§ Directions: Rewrite the items below from the beginning through the line containing "154 25 L 154", changing "red pepper piece" to "pepper slice" each time it occurs and keeping everything else the same. Leave the pictures out of your answer.
* start Entries provided *
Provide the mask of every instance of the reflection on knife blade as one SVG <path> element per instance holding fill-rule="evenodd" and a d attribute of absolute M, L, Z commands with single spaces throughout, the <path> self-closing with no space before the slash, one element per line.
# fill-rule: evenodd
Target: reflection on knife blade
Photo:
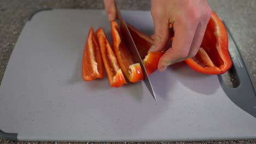
<path fill-rule="evenodd" d="M 145 83 L 147 87 L 148 88 L 151 94 L 153 96 L 155 100 L 156 100 L 155 94 L 152 87 L 151 82 L 149 79 L 148 73 L 147 72 L 142 59 L 141 59 L 138 50 L 137 49 L 137 47 L 135 45 L 135 43 L 134 43 L 133 40 L 132 39 L 131 33 L 130 33 L 130 31 L 125 22 L 124 21 L 121 17 L 121 13 L 118 9 L 116 4 L 115 7 L 117 10 L 117 16 L 120 23 L 121 32 L 122 33 L 123 38 L 126 44 L 127 45 L 128 47 L 129 47 L 130 49 L 130 52 L 135 62 L 139 63 L 141 65 L 141 67 L 142 70 L 142 73 L 144 77 L 144 82 Z"/>

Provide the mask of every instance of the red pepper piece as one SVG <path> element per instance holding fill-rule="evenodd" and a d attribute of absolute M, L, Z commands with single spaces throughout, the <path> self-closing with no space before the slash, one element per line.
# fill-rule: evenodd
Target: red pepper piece
<path fill-rule="evenodd" d="M 193 69 L 206 74 L 222 74 L 231 68 L 226 29 L 214 12 L 212 13 L 199 52 L 185 62 Z"/>
<path fill-rule="evenodd" d="M 143 80 L 144 77 L 141 65 L 139 63 L 135 63 L 123 39 L 118 23 L 113 21 L 110 22 L 110 25 L 114 51 L 125 75 L 131 82 L 136 82 Z"/>
<path fill-rule="evenodd" d="M 124 84 L 126 83 L 126 81 L 117 62 L 117 58 L 101 27 L 96 31 L 96 34 L 100 43 L 100 51 L 109 84 L 112 87 L 121 87 Z"/>
<path fill-rule="evenodd" d="M 84 50 L 82 75 L 84 81 L 92 81 L 104 77 L 103 63 L 100 47 L 94 31 L 91 27 Z"/>
<path fill-rule="evenodd" d="M 164 51 L 161 52 L 150 52 L 148 54 L 148 51 L 153 44 L 153 39 L 142 33 L 129 23 L 127 26 L 133 39 L 138 51 L 142 59 L 144 64 L 149 75 L 158 69 L 158 62 L 161 57 L 164 55 Z"/>

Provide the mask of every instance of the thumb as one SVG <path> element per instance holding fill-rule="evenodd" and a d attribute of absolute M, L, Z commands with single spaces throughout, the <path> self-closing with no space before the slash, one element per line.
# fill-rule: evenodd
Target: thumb
<path fill-rule="evenodd" d="M 154 25 L 154 33 L 152 35 L 153 44 L 149 50 L 150 51 L 160 51 L 165 48 L 169 37 L 169 25 L 168 19 L 161 10 L 152 11 Z"/>

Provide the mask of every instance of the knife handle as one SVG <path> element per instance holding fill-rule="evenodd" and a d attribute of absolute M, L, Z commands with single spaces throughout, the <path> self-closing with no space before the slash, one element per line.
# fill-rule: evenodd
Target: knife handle
<path fill-rule="evenodd" d="M 236 77 L 235 87 L 227 86 L 224 82 L 222 76 L 218 75 L 220 85 L 230 100 L 239 107 L 256 117 L 256 91 L 252 77 L 249 74 L 239 49 L 234 38 L 224 21 L 223 23 L 228 31 L 229 37 L 229 51 L 232 59 L 232 65 L 231 71 Z"/>

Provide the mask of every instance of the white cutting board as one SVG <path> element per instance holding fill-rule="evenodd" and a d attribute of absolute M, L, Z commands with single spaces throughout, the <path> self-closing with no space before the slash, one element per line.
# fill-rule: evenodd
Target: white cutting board
<path fill-rule="evenodd" d="M 153 34 L 150 11 L 122 14 L 136 28 Z M 84 81 L 83 52 L 91 26 L 95 31 L 102 26 L 112 43 L 103 10 L 42 11 L 27 21 L 0 87 L 2 138 L 156 141 L 256 137 L 256 97 L 247 75 L 240 87 L 247 87 L 249 94 L 223 88 L 219 76 L 198 73 L 181 63 L 150 76 L 156 101 L 143 82 L 111 88 L 106 75 L 103 80 Z M 246 71 L 242 59 L 235 58 L 239 63 L 234 65 L 241 66 L 236 69 Z M 233 90 L 232 95 L 227 94 Z M 249 98 L 252 103 L 241 106 L 232 97 L 240 101 Z"/>

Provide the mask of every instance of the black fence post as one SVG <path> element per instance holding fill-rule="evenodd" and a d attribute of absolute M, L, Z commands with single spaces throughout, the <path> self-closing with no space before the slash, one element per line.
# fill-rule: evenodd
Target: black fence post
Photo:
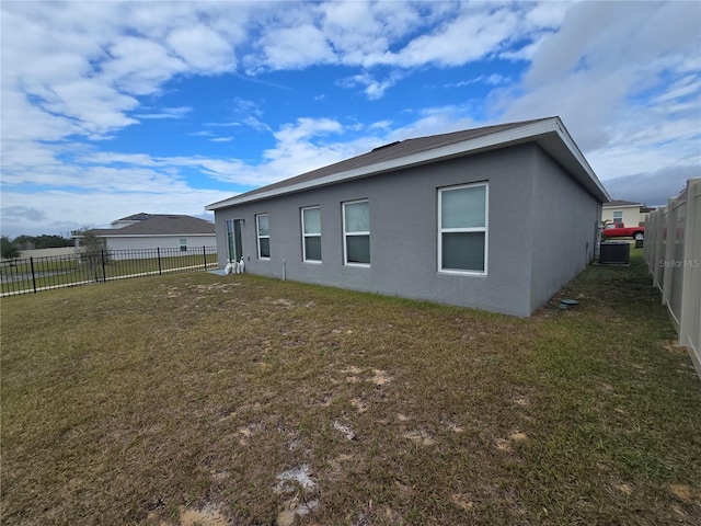
<path fill-rule="evenodd" d="M 32 268 L 32 286 L 34 287 L 34 294 L 36 294 L 36 274 L 34 274 L 34 258 L 30 256 L 30 267 Z"/>

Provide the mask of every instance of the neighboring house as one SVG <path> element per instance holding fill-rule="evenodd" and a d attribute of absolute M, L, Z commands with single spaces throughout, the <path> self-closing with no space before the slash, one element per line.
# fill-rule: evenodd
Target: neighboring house
<path fill-rule="evenodd" d="M 609 196 L 559 117 L 393 142 L 206 208 L 219 264 L 530 316 L 594 259 Z"/>
<path fill-rule="evenodd" d="M 108 250 L 187 249 L 215 247 L 215 226 L 197 217 L 174 214 L 135 214 L 90 230 Z"/>
<path fill-rule="evenodd" d="M 653 210 L 655 210 L 655 208 L 648 208 L 642 203 L 612 199 L 610 203 L 604 205 L 601 222 L 622 222 L 627 227 L 640 227 L 645 225 L 645 219 Z"/>

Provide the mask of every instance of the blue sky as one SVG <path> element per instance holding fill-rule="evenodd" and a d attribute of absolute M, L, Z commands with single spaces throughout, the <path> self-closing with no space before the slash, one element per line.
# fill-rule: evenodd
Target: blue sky
<path fill-rule="evenodd" d="M 701 175 L 698 2 L 0 9 L 10 237 L 202 216 L 382 144 L 553 115 L 613 198 Z"/>

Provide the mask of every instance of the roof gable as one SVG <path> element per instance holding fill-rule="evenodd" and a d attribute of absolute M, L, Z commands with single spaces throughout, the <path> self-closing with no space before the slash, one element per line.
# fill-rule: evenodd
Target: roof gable
<path fill-rule="evenodd" d="M 279 181 L 205 207 L 217 210 L 413 165 L 464 157 L 518 144 L 538 142 L 601 202 L 610 197 L 559 117 L 466 129 L 392 142 L 360 156 Z"/>

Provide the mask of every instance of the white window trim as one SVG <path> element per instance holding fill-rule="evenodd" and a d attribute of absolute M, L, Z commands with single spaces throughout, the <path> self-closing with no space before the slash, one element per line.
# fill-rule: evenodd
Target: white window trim
<path fill-rule="evenodd" d="M 348 248 L 347 248 L 347 243 L 346 243 L 346 238 L 348 236 L 370 236 L 370 231 L 357 231 L 357 232 L 352 232 L 348 233 L 346 231 L 346 205 L 355 205 L 358 203 L 367 203 L 368 204 L 368 210 L 370 207 L 370 199 L 356 199 L 356 201 L 346 201 L 344 203 L 342 203 L 342 211 L 343 211 L 343 264 L 346 266 L 364 266 L 364 267 L 369 267 L 370 263 L 356 263 L 356 262 L 348 262 Z"/>
<path fill-rule="evenodd" d="M 484 186 L 484 227 L 472 228 L 441 228 L 443 221 L 443 193 L 451 190 L 471 188 L 475 186 Z M 490 262 L 490 184 L 487 182 L 459 184 L 456 186 L 445 186 L 438 188 L 438 273 L 455 274 L 460 276 L 486 276 Z M 444 232 L 484 232 L 484 271 L 461 271 L 459 268 L 443 268 L 443 235 Z"/>
<path fill-rule="evenodd" d="M 304 206 L 301 211 L 301 230 L 302 230 L 302 261 L 304 263 L 311 263 L 314 265 L 321 265 L 322 260 L 308 260 L 307 259 L 307 243 L 304 242 L 307 240 L 307 238 L 319 238 L 321 240 L 321 226 L 320 226 L 320 232 L 319 233 L 307 233 L 304 232 L 304 210 L 319 210 L 319 215 L 321 217 L 321 207 L 320 206 Z M 323 259 L 323 254 L 322 254 L 322 259 Z"/>
<path fill-rule="evenodd" d="M 267 213 L 266 214 L 256 214 L 256 216 L 255 216 L 255 241 L 256 241 L 255 242 L 255 249 L 256 249 L 256 252 L 258 254 L 258 260 L 269 260 L 271 259 L 269 255 L 265 255 L 265 256 L 261 255 L 261 239 L 267 239 L 268 250 L 271 248 L 271 235 L 268 233 L 267 236 L 261 236 L 260 220 L 261 220 L 261 217 L 263 217 L 263 216 L 267 217 L 268 232 L 269 232 L 269 229 L 271 229 L 271 218 L 267 215 Z"/>

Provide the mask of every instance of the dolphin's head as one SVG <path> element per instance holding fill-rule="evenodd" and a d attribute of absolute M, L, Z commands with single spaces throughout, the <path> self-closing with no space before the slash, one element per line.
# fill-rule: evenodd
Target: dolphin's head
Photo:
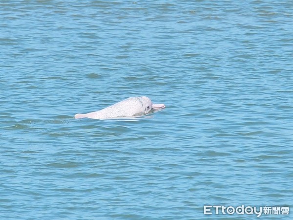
* end Entries provided *
§ Output:
Provide the mask of every instance of the reflection on knife blade as one SVG <path> element per instance holding fill-rule="evenodd" and a d attribute of absolute M, L, Z commands with single spaces throughout, the <path> self-closing with no space before the slash, one element per line.
# fill-rule: evenodd
Target: reflection on knife blade
Photo:
<path fill-rule="evenodd" d="M 145 83 L 147 87 L 148 88 L 151 94 L 153 96 L 155 100 L 156 100 L 155 94 L 152 87 L 151 82 L 149 79 L 148 73 L 147 72 L 142 59 L 141 59 L 138 50 L 137 49 L 137 47 L 135 45 L 135 43 L 134 43 L 133 40 L 132 39 L 131 33 L 130 33 L 130 31 L 125 22 L 124 21 L 121 17 L 121 13 L 118 9 L 116 4 L 115 7 L 117 10 L 117 16 L 120 23 L 121 32 L 122 33 L 123 38 L 126 44 L 127 45 L 128 47 L 129 47 L 130 49 L 130 52 L 135 62 L 139 63 L 141 65 L 141 67 L 142 70 L 142 73 L 144 77 L 144 82 Z"/>

Provide the mask of every instance of the pepper slice as one SVG <path> element per instance holding fill-rule="evenodd" and a d attribute of absolute M, L, Z commands with single spaces throughout, the <path> self-closing with no space before the slash, one element per line.
# fill-rule: evenodd
Target: pepper slice
<path fill-rule="evenodd" d="M 193 69 L 206 74 L 222 74 L 231 68 L 226 29 L 214 12 L 212 13 L 199 52 L 185 62 Z"/>
<path fill-rule="evenodd" d="M 143 80 L 144 77 L 141 65 L 139 63 L 135 63 L 123 39 L 118 23 L 113 21 L 110 22 L 110 25 L 114 51 L 125 75 L 131 82 L 136 82 Z"/>
<path fill-rule="evenodd" d="M 124 84 L 126 83 L 126 81 L 117 62 L 117 58 L 101 27 L 96 31 L 96 34 L 100 43 L 100 51 L 109 84 L 112 87 L 121 87 Z"/>
<path fill-rule="evenodd" d="M 84 50 L 82 75 L 84 81 L 92 81 L 104 77 L 103 63 L 100 47 L 94 31 L 91 27 Z"/>
<path fill-rule="evenodd" d="M 164 51 L 161 52 L 150 52 L 148 54 L 148 51 L 153 44 L 153 39 L 142 33 L 129 23 L 127 26 L 133 39 L 138 51 L 142 59 L 144 64 L 149 75 L 158 69 L 158 62 L 161 57 L 164 55 Z"/>

Provide the mask of every instance of the thumb as one SVG <path> element per instance holding fill-rule="evenodd" and a d attribute of absolute M, L, Z commands with single spaces throughout, the <path> self-closing with no space before the slash, one element per line.
# fill-rule: evenodd
Target: thumb
<path fill-rule="evenodd" d="M 154 25 L 154 33 L 152 35 L 153 44 L 149 50 L 150 51 L 160 51 L 165 48 L 169 37 L 169 25 L 168 19 L 161 10 L 152 11 Z"/>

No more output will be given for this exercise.